Work required: Please list every line in the items below that contains the word "blue", copying each such line in full.

Record list:
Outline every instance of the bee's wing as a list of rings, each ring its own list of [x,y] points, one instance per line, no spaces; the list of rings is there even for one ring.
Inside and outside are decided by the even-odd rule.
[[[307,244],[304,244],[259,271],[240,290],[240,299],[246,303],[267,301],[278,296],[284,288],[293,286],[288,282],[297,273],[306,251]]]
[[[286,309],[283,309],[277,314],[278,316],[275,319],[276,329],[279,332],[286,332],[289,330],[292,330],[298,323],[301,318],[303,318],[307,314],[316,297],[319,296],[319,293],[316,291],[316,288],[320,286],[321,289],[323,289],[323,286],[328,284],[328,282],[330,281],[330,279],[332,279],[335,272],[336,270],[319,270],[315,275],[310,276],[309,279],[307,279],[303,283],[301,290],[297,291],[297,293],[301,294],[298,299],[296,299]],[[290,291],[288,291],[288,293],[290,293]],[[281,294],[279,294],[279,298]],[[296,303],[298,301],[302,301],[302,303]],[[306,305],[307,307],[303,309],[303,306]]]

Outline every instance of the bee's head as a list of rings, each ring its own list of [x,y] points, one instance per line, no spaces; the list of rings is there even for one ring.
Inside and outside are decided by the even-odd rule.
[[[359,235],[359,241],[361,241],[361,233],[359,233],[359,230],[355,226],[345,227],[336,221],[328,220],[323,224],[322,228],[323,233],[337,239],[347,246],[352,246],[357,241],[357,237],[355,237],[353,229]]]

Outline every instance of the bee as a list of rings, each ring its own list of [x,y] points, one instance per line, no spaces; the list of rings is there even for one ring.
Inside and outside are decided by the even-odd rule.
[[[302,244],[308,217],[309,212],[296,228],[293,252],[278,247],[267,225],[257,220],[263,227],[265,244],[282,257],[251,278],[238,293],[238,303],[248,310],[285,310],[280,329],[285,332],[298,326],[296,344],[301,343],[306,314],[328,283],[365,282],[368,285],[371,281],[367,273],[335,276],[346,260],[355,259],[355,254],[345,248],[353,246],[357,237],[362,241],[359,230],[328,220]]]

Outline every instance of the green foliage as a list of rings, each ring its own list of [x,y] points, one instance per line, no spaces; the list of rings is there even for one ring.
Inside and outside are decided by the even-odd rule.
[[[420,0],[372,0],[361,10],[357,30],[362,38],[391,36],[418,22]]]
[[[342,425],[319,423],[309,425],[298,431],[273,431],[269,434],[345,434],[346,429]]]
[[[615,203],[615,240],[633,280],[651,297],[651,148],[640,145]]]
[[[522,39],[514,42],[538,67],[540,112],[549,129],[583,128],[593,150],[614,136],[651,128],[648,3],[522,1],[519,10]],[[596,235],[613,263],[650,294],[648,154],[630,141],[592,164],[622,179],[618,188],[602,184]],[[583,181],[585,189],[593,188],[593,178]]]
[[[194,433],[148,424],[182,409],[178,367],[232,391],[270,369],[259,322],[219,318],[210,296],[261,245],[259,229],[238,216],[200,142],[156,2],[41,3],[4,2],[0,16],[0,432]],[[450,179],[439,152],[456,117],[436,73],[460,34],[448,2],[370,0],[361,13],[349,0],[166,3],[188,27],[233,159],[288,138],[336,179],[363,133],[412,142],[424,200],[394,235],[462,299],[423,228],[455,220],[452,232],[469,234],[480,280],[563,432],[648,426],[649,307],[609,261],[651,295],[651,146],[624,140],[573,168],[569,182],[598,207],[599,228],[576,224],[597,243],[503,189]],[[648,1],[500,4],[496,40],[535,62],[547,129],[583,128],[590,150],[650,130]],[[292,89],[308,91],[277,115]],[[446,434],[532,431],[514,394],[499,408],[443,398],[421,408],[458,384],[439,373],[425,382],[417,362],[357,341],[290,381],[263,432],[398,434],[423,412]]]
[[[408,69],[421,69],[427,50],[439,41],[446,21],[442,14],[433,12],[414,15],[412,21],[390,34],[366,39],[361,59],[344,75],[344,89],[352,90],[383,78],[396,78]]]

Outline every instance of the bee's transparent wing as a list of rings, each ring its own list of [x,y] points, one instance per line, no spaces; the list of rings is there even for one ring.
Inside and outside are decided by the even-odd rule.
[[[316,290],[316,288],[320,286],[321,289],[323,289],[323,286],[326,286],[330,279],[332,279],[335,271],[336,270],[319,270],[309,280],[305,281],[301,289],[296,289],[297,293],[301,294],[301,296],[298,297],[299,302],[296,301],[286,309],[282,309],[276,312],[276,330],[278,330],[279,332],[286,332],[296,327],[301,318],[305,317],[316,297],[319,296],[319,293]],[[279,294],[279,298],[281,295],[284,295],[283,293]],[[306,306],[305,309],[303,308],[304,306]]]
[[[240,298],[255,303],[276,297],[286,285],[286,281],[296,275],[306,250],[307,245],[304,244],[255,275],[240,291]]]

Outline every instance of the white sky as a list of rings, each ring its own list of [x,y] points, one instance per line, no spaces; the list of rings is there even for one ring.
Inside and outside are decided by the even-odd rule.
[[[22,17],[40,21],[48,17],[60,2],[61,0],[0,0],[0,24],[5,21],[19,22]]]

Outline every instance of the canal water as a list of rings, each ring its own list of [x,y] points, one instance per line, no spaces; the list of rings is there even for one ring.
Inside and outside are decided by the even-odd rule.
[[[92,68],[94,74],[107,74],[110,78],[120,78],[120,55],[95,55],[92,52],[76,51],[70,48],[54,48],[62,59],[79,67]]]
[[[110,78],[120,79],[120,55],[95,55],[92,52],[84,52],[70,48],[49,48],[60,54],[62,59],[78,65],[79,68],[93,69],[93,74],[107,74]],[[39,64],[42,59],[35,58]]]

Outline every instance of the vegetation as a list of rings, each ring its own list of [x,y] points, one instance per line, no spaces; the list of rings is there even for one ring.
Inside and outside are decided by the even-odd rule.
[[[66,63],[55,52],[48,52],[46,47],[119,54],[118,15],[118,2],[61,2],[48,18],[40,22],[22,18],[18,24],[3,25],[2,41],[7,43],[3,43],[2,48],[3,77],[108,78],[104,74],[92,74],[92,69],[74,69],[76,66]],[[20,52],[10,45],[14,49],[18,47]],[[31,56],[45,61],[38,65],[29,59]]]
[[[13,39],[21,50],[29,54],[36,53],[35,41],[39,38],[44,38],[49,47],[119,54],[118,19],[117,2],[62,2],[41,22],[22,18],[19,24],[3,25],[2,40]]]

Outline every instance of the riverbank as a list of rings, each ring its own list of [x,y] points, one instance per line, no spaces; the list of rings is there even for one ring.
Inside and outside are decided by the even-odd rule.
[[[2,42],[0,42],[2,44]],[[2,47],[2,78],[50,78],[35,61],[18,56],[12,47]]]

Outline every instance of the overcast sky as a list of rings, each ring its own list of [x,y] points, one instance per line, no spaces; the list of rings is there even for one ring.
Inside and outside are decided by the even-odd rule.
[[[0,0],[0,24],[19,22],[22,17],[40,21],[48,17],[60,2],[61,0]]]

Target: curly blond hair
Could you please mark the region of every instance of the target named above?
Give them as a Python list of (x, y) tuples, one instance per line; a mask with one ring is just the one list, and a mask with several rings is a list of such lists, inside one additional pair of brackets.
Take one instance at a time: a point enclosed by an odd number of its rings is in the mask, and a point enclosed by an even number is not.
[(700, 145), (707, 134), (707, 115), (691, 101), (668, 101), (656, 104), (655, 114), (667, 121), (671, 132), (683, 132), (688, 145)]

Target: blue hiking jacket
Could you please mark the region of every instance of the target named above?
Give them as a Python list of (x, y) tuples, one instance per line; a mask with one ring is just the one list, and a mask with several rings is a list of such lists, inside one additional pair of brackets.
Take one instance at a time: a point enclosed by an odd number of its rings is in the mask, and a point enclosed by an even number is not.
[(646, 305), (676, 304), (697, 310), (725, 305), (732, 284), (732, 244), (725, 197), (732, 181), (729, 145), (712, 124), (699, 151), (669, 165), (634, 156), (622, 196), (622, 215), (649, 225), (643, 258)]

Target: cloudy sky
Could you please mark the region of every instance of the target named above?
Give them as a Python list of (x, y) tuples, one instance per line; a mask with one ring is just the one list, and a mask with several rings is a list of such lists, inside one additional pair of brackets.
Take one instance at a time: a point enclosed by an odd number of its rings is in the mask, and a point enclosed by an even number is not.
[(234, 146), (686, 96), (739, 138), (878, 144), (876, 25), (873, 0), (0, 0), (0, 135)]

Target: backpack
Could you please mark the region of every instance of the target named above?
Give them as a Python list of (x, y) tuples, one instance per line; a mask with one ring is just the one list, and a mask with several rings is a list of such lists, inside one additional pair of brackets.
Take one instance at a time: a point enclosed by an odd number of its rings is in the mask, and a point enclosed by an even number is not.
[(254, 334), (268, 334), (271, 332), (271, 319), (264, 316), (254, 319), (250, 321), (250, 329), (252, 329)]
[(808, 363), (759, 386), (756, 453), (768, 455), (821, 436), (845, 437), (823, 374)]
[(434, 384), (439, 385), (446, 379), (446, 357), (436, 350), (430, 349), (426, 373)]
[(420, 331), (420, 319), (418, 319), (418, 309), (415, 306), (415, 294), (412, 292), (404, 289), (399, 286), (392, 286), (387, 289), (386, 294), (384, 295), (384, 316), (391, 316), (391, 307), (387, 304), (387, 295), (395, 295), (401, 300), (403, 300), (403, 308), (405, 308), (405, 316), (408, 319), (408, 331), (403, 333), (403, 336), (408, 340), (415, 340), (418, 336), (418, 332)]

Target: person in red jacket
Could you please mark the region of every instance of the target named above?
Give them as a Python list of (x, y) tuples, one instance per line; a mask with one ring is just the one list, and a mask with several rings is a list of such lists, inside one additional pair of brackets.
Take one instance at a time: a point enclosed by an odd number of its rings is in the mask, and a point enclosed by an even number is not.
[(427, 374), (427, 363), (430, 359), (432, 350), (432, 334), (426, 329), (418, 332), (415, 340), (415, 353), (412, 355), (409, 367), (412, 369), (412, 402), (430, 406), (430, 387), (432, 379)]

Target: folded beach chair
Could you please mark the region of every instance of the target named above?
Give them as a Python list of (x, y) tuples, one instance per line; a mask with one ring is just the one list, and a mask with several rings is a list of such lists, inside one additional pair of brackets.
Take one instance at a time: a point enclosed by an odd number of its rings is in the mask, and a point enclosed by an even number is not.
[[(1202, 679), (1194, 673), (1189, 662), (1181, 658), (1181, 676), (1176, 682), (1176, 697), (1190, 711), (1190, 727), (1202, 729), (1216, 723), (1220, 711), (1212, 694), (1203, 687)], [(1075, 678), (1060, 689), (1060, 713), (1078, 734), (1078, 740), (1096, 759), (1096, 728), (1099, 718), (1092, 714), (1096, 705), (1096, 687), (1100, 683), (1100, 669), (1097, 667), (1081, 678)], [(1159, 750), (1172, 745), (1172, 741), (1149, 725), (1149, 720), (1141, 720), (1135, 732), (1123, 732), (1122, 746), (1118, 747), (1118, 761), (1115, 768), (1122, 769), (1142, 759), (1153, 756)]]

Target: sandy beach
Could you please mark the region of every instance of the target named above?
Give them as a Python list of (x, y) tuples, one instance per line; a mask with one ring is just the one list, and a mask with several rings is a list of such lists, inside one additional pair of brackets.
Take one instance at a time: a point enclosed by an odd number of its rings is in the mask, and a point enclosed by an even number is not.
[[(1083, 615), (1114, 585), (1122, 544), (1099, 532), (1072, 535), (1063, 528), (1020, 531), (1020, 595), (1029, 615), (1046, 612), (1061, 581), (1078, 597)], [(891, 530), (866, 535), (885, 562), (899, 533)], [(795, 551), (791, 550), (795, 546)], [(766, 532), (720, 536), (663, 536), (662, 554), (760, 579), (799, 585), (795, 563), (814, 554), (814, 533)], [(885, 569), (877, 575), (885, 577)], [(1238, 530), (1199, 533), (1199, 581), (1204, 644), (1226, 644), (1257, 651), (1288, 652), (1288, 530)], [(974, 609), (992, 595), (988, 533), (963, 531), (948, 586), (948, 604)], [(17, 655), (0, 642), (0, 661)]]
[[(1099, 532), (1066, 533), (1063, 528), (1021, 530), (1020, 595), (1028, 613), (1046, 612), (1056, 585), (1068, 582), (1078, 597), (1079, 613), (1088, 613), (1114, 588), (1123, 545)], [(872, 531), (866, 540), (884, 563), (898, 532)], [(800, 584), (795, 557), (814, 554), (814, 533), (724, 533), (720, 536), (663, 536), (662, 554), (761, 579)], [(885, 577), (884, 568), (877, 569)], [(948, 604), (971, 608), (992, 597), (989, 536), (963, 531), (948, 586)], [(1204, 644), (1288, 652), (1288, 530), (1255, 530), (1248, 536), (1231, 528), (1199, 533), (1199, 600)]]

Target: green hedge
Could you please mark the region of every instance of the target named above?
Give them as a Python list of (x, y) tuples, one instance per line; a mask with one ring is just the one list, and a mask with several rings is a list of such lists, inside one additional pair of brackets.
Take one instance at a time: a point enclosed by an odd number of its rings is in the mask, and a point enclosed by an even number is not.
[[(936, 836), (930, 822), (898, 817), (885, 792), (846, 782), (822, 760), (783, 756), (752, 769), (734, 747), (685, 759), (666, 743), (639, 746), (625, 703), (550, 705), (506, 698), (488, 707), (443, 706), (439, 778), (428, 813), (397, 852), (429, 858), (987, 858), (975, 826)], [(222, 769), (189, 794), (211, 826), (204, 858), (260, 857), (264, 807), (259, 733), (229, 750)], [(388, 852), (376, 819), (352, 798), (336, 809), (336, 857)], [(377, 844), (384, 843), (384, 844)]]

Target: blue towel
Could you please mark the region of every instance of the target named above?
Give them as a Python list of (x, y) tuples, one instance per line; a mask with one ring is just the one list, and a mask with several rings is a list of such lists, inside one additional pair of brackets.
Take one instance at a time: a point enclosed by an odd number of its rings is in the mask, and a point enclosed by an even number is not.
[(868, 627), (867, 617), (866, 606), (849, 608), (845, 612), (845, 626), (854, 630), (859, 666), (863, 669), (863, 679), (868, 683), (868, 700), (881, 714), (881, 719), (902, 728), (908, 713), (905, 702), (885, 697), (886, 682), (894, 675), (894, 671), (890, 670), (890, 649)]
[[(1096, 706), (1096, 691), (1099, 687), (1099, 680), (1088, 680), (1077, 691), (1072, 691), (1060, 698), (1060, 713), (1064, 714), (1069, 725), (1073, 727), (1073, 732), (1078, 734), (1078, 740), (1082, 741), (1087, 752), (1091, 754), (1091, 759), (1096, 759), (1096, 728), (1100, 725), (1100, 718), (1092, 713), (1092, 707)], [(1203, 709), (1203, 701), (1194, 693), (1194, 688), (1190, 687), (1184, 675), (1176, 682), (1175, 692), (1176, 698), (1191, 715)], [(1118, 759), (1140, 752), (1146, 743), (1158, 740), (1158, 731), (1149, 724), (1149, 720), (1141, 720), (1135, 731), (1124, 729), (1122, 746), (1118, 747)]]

Written answer:
Target: blue hiking jacket
Target: blue towel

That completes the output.